◆ BAGIAN TEKS:
Pasal 4 ayat (1) menyebutkan :
(1) Atas
dasar hak menguasai dari Negara sebagai dimaksud dalam pasal 2, ditentukan
adanya macam-macam hak atas permukaan bumi, yang disebut tanah, yang dapat
diberikan dan dipunyai oleh orang-orang baik sendiri maupun bersama-sama dengan
orang-orang lain serta badan-badan hukum.
(2) Hak-hak
atas tanah yang dimaksud dalam ayat (1) pasal ini memberikan wewenang untuk
mempergunakan tanah yang bersangkutan, demikian pula tubuh bumi dan air serta
ruang yang ada diatasnya sekedar diperlukan untuk kepentingan yang langsung
berhubungan dengan penggunaan tanah itu dalam batas-batas menurut undang-undang
ini dan peraturan-peraturan hukum yang lebih tinggi.
Hak-hak atas tanah yang dimaksud
dalam pasal 4 ditentukan dalam pasal 16 ayat (1) yang bunyinya sebagai berikut
:
(1) Hak-hak
atas tanah sebagimana dimaksud pasal 4 ayat (1) ialah :
a. Hak
Milik,
b. Hak
Guna Usaha,
c. Hak
Guna Bangunan,
d. Hak
Guna Pakai,
e. Hak
Sewa,
f. Hak
Membuka Tanah,
g. Hak
Memungut Hasil hutan
h. Hak-hak
lain yang tidak termasuk hak tersebut yang akan ditetapkan oleh undang-undang
serta hak-hak yang sifatnya sementara sebagaimna disebut Pasal 53
Hak-hak atas tanah yang sifatnya
sementara dan diatur dalam pasal 53 berbunyi :
(1) Hak-hak
yang sifatnya sementara sebagaimana dimaksud pasal 16 ayat 1 huruf h, ialah hak
gadai, hak usaha bagi hasil, hak menumpang dan hak sewa tanah pertanian diatur
untuk membatasi sifat-sifatnya yang bertentangan dengan undang-undang ini dan
hak-hak tersebut diusakan hapusnya dalam waktu singkat.

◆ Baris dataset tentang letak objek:
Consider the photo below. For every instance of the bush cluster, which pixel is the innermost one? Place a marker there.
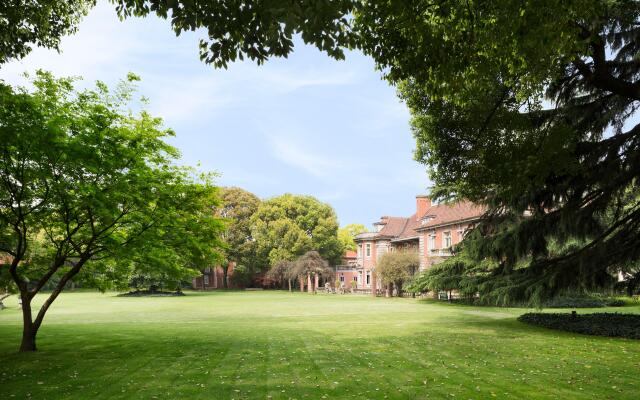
(599, 324)
(583, 302)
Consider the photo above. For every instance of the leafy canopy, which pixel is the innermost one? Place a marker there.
(86, 182)
(527, 108)
(287, 226)
(347, 233)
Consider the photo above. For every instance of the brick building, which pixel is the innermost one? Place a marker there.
(432, 231)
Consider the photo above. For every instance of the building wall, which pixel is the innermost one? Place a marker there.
(439, 253)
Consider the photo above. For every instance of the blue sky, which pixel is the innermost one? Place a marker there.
(307, 124)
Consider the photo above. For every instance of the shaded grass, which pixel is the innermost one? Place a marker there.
(241, 345)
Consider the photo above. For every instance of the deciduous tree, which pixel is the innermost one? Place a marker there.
(87, 180)
(287, 226)
(347, 233)
(312, 265)
(236, 208)
(530, 109)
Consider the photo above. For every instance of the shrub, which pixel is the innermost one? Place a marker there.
(599, 324)
(585, 301)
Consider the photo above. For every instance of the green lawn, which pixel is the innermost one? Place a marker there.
(238, 345)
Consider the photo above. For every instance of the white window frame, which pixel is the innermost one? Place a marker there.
(431, 241)
(446, 237)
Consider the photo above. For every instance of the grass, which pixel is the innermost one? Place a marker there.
(239, 345)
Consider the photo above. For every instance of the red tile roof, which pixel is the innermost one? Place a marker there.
(443, 214)
(400, 228)
(394, 226)
(350, 254)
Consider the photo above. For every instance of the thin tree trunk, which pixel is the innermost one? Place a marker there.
(30, 326)
(225, 273)
(2, 306)
(29, 330)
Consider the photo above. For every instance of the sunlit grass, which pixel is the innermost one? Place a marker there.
(278, 345)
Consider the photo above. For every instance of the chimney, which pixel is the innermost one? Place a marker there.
(423, 203)
(379, 225)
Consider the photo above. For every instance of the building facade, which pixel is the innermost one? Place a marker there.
(432, 231)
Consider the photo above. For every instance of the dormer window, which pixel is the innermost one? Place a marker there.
(427, 218)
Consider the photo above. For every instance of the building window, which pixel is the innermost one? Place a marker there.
(431, 243)
(447, 239)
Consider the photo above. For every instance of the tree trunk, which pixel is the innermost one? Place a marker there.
(225, 272)
(29, 329)
(2, 297)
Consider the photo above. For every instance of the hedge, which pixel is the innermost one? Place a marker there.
(599, 324)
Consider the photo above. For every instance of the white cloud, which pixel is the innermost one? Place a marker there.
(285, 149)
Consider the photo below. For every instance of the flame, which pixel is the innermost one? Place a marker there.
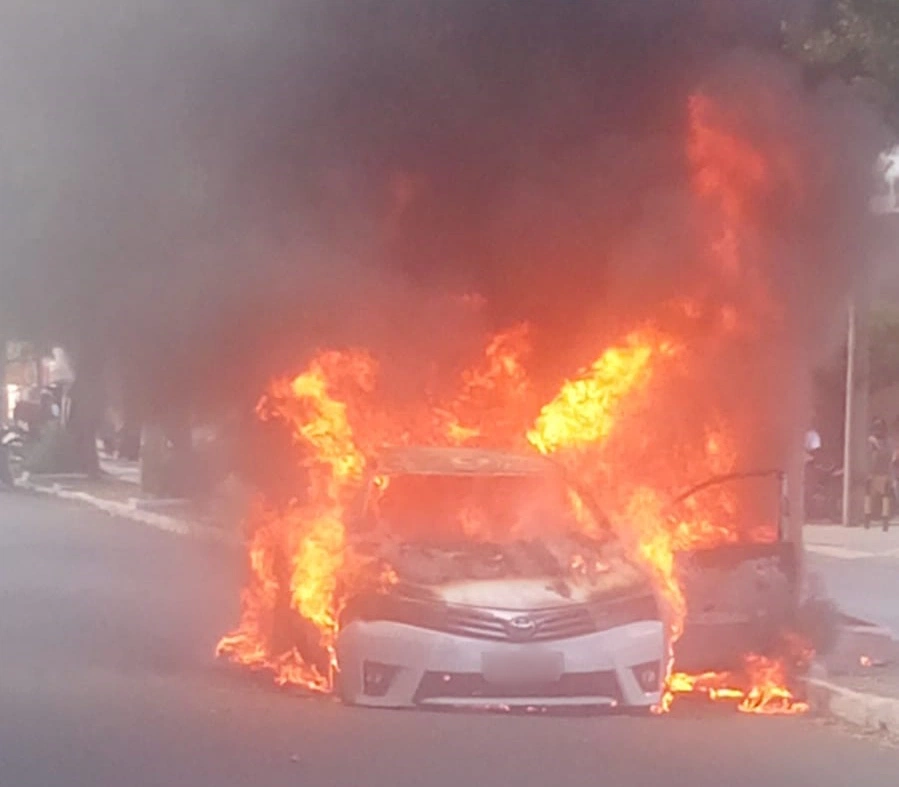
(308, 536)
(584, 411)
(633, 427)
(761, 687)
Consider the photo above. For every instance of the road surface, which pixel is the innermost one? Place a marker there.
(106, 678)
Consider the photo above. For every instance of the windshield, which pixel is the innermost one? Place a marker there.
(445, 509)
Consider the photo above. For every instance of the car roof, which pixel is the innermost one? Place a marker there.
(426, 460)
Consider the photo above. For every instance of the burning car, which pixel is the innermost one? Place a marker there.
(500, 593)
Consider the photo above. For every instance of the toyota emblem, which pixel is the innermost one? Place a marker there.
(521, 627)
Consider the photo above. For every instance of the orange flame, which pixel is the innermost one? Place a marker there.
(628, 427)
(307, 536)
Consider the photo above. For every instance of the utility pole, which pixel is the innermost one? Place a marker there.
(858, 360)
(855, 441)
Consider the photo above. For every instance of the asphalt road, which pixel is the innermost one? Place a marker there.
(106, 679)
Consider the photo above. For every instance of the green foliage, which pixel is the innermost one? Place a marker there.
(850, 38)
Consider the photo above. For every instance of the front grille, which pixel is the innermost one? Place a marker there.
(548, 625)
(467, 685)
(503, 625)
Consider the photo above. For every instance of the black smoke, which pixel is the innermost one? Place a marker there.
(205, 191)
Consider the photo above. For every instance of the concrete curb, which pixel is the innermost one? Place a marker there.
(871, 712)
(164, 522)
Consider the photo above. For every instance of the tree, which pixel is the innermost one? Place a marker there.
(856, 40)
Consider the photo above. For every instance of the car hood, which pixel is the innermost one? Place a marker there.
(550, 572)
(513, 594)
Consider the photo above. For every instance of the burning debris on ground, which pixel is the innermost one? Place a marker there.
(611, 235)
(706, 381)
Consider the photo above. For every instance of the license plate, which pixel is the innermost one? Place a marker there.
(541, 666)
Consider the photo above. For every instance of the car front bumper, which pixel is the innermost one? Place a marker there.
(389, 664)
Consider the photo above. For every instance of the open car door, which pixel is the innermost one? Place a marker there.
(740, 596)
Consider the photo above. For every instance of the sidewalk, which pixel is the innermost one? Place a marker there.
(118, 493)
(860, 571)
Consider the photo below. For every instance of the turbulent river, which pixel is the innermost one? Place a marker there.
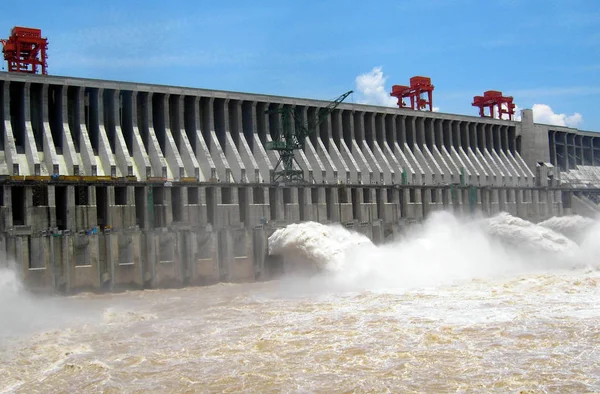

◆ INSTRUKSI KERJA:
(a) Ganti "license plate" dengan "number plate" di catatan, lalu tulis ulang barisnya mulai dari baris yang memuat "the burning debris" dan berhenti di akhir catatan; selebihnya tetap sama dan gambar tidak perlu dicantumkan.
(b) Lanjutkan teks tentang hak-hak atas tanah dari bagian terakhirnya.

◆ JAWABAN TIAP TUGAS:
(a)
Consider the photo above. For every instance of the burning debris on ground, which pixel is the innermost one? Place a marker there.
(611, 235)
(706, 381)
Consider the photo above. For every instance of the number plate, which pixel is the innermost one? Place a marker there.
(541, 666)
Consider the photo above. For every instance of the car front bumper, which pixel is the innermost one? Place a marker there.
(389, 664)
Consider the photo above. For every instance of the open car door, which pixel is the innermost one? Place a marker there.
(740, 596)
Consider the photo above. For every instance of the sidewalk, which pixel is the innermost one? Place a marker there.
(118, 493)
(860, 571)
Consider the photo below. For every instance of the turbulent river, which pixel is the innermost one? Place a marker there.

(b)
(2) Ketentuan
dalam pasal 52 ayat (2) dan (3) berlaku terhadap peraturan yang dimaksud ayait
(1) pasal ini.
Maka berdasarkan bunyi pasal 4 ayat (1) dapat
ditarik satu pengertian bahwa : hak atas tanah adalah hak-hak yang dapat
diberikan dan dipunyai oleh orang-orang baik sendiri maupun bersama-sama dengan
orang-orang lain serta badab-badan hukum, yang berasal dari hak menguasai
Negara atas tanah, air, ruang angkasa dan kekayaan alam yang terkandung
didalamnya.
Untuk lebih lengkapnya Catur Tertib Pertanahan ini
meliputi hal-hal sebagai berikut :
(1) Tertib
Hukum Pertanahan
(2) Tertib
Administrasi Pertanahan
(3) Tertib
Penggunaan Tanah
(4) Tertib
Pemeliharaan Tanah dan Lingkungan
Menurut Rusmadi Murad, berdasarkan hak-hak tersebut
maka setiap langkah dan gerakan pemerintah dalam bidang pertanahan senantiasa
memperhatikan catur tertib pertanahan sebagai lingkaran (cyrcle) kebijaksanaan
pemerintah dengan “administrasi pertanahan”
C.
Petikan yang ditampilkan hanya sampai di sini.